Add 10 to every coordinate in the points listed after each "Target:" line, and reproduce all the other lines of the rows below unchanged.

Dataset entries
————

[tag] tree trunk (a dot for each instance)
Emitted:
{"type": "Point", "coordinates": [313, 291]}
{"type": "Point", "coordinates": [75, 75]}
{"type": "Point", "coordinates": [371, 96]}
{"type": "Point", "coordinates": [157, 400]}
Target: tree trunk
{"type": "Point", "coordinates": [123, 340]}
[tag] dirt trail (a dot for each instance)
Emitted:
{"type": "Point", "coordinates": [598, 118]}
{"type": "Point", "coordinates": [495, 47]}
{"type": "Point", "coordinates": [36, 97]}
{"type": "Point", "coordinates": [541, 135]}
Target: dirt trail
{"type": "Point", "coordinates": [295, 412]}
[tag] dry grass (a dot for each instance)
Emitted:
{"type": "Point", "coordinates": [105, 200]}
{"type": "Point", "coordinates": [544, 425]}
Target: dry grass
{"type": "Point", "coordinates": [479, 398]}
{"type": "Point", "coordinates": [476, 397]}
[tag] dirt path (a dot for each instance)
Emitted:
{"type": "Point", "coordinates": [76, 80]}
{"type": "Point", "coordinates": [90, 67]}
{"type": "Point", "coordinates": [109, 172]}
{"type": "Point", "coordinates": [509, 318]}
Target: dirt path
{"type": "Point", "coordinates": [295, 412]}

————

Solution below:
[tag] tree trunk (a dot for each instance)
Emitted:
{"type": "Point", "coordinates": [313, 291]}
{"type": "Point", "coordinates": [75, 75]}
{"type": "Point", "coordinates": [371, 96]}
{"type": "Point", "coordinates": [157, 400]}
Target: tree trunk
{"type": "Point", "coordinates": [133, 350]}
[tag] dirt trail (a dot for each instance)
Emitted:
{"type": "Point", "coordinates": [598, 118]}
{"type": "Point", "coordinates": [495, 47]}
{"type": "Point", "coordinates": [36, 97]}
{"type": "Point", "coordinates": [541, 135]}
Target: dirt trail
{"type": "Point", "coordinates": [305, 422]}
[tag] dry grass (a dot for each instance)
Emitted:
{"type": "Point", "coordinates": [105, 200]}
{"type": "Point", "coordinates": [544, 425]}
Target: dry grass
{"type": "Point", "coordinates": [489, 408]}
{"type": "Point", "coordinates": [486, 407]}
[tag] dirt path (a dot for each instance)
Emitted:
{"type": "Point", "coordinates": [76, 80]}
{"type": "Point", "coordinates": [90, 67]}
{"type": "Point", "coordinates": [109, 172]}
{"type": "Point", "coordinates": [509, 318]}
Target: dirt path
{"type": "Point", "coordinates": [305, 422]}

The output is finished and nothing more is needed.